What is expected: Report each line of the data below that contains the string "white", reproducing every such line in full. Count only matches that agree in letter case.

Material for this task:
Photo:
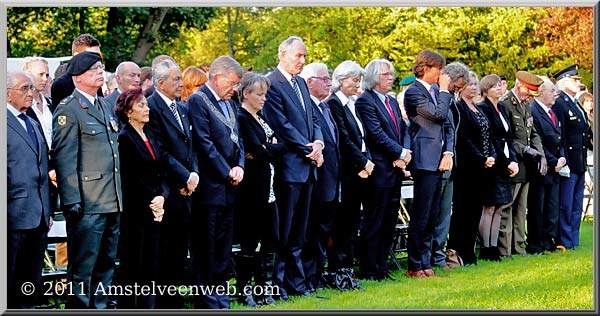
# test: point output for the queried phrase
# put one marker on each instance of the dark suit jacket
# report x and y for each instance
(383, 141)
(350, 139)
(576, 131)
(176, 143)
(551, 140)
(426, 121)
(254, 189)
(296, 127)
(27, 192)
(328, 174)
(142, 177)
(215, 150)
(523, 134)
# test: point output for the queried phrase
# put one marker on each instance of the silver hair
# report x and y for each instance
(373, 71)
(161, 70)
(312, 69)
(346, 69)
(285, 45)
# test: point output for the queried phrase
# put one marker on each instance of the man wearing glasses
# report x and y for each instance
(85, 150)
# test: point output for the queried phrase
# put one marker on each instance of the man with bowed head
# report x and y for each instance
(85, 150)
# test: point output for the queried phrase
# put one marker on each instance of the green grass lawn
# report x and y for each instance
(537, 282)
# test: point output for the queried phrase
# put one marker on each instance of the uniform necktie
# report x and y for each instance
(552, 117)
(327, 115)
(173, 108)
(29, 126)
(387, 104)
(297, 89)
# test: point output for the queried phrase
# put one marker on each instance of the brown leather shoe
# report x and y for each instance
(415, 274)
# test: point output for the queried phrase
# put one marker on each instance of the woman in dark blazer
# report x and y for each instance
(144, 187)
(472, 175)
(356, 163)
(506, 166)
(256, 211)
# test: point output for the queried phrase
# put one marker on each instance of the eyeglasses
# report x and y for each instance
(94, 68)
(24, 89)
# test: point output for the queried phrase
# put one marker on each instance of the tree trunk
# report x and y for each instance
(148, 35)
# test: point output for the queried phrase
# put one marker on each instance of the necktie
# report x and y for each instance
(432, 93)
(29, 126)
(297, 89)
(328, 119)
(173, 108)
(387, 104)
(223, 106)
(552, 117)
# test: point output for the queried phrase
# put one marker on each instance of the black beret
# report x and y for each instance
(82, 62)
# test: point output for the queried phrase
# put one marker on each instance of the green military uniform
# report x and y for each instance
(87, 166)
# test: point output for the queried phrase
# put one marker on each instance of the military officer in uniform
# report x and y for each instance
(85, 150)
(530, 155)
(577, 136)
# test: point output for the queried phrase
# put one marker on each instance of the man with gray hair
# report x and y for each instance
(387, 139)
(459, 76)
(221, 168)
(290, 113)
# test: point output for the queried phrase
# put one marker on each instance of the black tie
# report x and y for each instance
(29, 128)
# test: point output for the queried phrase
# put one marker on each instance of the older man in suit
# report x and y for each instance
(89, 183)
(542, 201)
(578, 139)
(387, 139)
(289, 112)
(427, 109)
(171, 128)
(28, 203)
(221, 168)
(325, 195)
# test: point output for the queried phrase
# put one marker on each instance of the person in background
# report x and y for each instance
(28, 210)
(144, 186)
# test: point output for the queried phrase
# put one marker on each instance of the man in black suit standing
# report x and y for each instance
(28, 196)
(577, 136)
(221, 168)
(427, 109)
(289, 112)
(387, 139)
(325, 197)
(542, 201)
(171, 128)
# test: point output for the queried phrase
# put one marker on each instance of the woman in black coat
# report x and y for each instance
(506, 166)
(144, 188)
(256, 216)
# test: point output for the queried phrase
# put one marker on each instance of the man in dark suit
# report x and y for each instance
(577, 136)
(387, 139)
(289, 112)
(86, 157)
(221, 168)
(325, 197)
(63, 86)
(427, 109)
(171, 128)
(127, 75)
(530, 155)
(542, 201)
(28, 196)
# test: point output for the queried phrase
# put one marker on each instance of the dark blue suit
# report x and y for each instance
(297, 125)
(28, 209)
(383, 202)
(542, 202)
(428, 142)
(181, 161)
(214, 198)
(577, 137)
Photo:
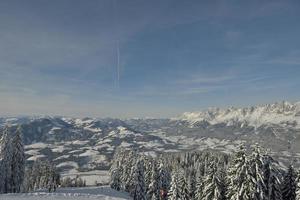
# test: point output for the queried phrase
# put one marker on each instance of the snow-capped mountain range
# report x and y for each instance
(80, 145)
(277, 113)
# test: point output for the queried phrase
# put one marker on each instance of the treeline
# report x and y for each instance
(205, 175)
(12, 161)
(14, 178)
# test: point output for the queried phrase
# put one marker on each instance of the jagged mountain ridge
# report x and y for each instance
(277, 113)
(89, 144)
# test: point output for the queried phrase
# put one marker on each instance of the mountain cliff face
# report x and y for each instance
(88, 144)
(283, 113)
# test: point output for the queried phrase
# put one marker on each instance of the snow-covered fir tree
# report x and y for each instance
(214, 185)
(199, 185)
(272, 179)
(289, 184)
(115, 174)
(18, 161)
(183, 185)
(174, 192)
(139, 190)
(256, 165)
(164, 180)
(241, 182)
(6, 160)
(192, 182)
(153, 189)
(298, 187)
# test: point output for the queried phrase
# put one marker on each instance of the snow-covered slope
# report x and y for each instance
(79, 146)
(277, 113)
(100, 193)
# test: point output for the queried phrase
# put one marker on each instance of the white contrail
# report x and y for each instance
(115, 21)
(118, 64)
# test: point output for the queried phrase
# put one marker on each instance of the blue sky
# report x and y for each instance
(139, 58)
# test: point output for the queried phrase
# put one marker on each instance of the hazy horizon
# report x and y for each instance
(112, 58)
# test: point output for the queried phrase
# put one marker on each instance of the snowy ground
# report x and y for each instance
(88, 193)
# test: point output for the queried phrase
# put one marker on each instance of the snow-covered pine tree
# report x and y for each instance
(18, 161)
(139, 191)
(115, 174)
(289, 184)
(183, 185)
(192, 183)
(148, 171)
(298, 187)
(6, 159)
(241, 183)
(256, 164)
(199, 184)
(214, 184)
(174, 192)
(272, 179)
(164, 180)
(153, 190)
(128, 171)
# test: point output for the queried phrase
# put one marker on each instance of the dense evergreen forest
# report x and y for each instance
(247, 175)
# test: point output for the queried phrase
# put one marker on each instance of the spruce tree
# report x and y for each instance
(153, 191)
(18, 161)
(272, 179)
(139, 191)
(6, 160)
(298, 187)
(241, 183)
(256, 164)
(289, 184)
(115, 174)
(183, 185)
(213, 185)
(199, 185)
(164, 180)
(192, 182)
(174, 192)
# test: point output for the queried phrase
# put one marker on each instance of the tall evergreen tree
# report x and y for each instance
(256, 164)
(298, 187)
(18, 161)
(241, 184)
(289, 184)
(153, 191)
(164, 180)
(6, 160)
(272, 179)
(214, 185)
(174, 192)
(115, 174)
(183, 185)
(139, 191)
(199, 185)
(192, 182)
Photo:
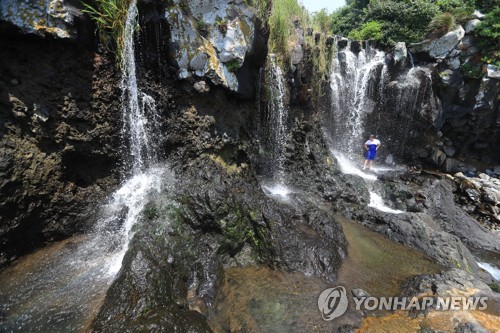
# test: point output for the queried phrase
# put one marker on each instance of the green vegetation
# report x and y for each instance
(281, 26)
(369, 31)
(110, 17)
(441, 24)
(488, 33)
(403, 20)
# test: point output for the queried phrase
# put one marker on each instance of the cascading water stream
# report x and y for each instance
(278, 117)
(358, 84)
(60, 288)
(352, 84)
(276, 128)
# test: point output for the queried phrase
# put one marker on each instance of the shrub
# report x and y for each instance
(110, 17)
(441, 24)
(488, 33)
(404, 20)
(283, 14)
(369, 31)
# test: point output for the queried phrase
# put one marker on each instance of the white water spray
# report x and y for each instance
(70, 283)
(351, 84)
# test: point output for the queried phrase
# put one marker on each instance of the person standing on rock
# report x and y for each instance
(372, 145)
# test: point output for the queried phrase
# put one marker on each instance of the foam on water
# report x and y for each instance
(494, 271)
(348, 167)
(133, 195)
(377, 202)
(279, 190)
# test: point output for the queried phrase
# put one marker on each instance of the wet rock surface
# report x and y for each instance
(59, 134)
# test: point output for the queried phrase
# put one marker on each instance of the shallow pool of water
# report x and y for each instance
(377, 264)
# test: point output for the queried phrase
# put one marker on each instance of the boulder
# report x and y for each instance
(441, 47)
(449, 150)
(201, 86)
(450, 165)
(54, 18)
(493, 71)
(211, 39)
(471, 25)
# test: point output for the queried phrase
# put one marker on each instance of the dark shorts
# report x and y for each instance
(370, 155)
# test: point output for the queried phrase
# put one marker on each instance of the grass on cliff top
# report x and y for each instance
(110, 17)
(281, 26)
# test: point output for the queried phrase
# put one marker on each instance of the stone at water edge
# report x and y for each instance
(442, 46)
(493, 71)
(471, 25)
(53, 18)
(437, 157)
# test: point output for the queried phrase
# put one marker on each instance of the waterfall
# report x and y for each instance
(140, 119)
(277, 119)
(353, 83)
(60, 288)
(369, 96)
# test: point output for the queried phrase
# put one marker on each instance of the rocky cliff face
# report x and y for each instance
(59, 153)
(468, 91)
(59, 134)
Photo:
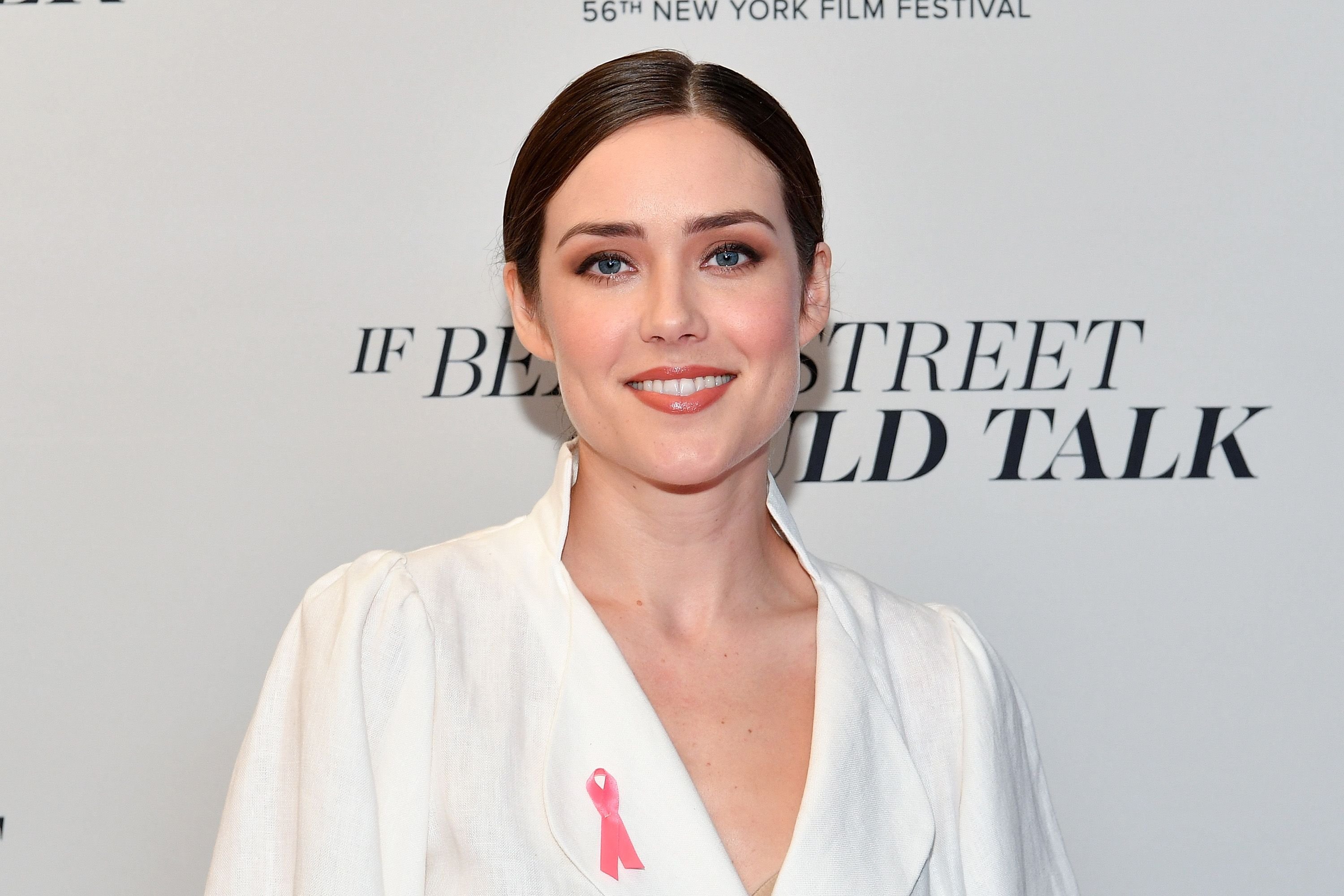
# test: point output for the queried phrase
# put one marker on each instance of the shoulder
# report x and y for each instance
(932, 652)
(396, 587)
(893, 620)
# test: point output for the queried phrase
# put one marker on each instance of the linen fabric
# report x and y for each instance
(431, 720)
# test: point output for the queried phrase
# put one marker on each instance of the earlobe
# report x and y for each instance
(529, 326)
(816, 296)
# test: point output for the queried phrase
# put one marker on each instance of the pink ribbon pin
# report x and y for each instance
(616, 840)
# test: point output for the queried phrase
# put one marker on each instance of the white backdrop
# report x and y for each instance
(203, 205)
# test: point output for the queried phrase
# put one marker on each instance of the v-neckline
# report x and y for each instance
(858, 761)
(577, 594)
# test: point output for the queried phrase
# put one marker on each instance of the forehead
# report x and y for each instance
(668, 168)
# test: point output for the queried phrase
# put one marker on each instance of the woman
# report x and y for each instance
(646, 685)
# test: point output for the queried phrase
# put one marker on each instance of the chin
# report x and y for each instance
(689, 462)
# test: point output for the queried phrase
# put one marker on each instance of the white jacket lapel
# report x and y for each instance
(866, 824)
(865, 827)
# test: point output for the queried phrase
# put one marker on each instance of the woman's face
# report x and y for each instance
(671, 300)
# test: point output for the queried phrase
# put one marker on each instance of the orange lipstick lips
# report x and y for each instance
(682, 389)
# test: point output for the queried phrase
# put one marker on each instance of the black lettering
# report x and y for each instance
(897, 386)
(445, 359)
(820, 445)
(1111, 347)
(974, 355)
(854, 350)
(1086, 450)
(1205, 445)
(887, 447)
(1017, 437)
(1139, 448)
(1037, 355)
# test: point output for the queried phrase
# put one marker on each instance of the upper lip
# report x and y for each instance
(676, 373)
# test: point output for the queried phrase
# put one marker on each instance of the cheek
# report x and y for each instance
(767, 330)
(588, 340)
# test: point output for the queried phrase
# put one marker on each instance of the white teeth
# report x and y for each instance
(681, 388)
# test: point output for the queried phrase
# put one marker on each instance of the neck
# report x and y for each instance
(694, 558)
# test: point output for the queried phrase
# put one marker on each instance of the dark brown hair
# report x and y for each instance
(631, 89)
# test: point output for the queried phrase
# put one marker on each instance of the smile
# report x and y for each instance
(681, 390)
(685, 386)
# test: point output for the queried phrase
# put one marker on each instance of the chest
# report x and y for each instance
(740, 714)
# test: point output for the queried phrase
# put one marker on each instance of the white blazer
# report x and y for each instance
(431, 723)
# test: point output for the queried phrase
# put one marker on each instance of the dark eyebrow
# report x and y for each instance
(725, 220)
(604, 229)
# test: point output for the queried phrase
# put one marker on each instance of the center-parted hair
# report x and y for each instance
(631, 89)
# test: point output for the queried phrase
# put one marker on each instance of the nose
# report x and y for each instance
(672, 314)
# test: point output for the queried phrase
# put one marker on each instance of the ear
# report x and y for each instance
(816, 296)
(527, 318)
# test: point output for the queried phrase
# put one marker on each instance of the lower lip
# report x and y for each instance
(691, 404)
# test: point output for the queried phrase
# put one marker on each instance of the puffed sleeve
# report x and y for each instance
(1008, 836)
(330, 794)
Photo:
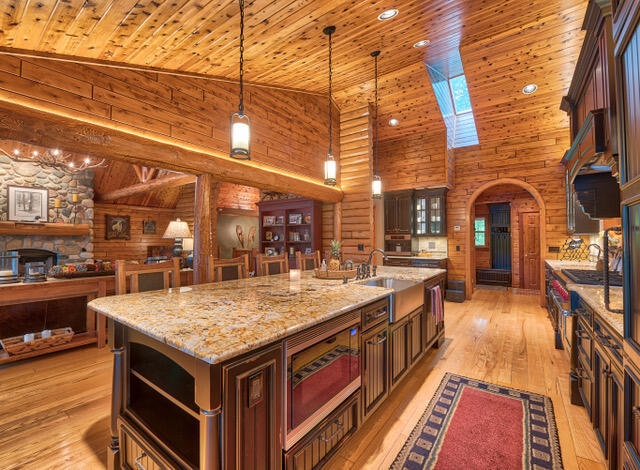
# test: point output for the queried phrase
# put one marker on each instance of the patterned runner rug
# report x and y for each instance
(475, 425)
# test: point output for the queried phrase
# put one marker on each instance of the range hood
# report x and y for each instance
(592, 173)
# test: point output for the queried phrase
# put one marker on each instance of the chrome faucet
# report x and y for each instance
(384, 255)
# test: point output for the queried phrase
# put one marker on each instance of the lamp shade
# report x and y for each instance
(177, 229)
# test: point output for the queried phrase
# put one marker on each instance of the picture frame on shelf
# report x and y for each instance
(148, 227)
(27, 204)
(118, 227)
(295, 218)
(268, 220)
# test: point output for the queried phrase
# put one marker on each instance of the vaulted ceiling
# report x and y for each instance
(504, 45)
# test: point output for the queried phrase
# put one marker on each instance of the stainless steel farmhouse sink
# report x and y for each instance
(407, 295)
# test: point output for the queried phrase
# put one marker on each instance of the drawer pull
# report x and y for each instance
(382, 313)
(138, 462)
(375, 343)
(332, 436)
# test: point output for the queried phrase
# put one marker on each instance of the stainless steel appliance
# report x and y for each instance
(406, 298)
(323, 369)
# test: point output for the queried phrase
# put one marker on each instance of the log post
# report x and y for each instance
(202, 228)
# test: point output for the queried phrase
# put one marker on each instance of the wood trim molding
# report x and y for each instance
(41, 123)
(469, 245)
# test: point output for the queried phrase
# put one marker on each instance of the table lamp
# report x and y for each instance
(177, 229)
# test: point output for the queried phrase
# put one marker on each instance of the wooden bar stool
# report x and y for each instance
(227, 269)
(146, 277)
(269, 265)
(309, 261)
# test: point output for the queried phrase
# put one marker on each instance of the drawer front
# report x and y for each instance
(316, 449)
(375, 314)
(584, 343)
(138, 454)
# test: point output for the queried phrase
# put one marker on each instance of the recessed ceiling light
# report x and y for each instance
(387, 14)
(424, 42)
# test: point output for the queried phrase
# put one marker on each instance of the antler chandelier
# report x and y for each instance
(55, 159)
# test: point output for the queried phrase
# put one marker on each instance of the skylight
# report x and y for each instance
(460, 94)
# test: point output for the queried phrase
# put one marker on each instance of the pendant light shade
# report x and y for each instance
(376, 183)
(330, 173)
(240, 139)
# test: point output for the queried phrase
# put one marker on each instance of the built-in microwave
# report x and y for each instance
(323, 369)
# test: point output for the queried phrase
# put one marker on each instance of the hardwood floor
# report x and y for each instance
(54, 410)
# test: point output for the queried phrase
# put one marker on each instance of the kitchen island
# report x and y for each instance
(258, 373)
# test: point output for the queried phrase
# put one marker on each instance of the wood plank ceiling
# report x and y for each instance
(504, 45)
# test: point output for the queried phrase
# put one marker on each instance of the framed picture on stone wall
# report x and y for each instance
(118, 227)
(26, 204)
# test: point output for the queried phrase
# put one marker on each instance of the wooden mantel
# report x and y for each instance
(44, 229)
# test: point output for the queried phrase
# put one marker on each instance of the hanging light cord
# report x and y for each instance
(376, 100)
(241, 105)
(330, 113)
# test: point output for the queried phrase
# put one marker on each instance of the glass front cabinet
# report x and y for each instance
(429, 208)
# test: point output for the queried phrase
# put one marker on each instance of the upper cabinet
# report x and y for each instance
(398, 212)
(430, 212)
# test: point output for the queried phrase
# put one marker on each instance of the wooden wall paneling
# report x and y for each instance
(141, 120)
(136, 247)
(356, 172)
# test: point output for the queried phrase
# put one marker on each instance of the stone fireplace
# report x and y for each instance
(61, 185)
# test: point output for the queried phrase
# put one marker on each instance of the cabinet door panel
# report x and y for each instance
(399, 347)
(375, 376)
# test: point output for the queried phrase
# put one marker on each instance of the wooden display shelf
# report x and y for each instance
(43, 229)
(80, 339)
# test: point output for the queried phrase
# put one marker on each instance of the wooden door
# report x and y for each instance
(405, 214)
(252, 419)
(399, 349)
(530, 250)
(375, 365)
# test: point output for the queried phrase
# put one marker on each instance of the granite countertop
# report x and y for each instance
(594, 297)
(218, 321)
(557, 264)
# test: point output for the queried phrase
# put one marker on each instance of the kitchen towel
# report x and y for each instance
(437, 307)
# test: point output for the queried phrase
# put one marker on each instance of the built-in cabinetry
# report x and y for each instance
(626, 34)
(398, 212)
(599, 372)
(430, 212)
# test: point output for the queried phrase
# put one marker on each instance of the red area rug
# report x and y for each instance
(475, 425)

Result for this task:
# put one marker on each instance of the white contrail
# put one marker on each instance of the white water spray
# put one marker on each instance of the white backdrop
# put one marker on each instance of the white jacket lapel
# put one marker on each instance of the white teeth
# put one marker on each instance of the white blazer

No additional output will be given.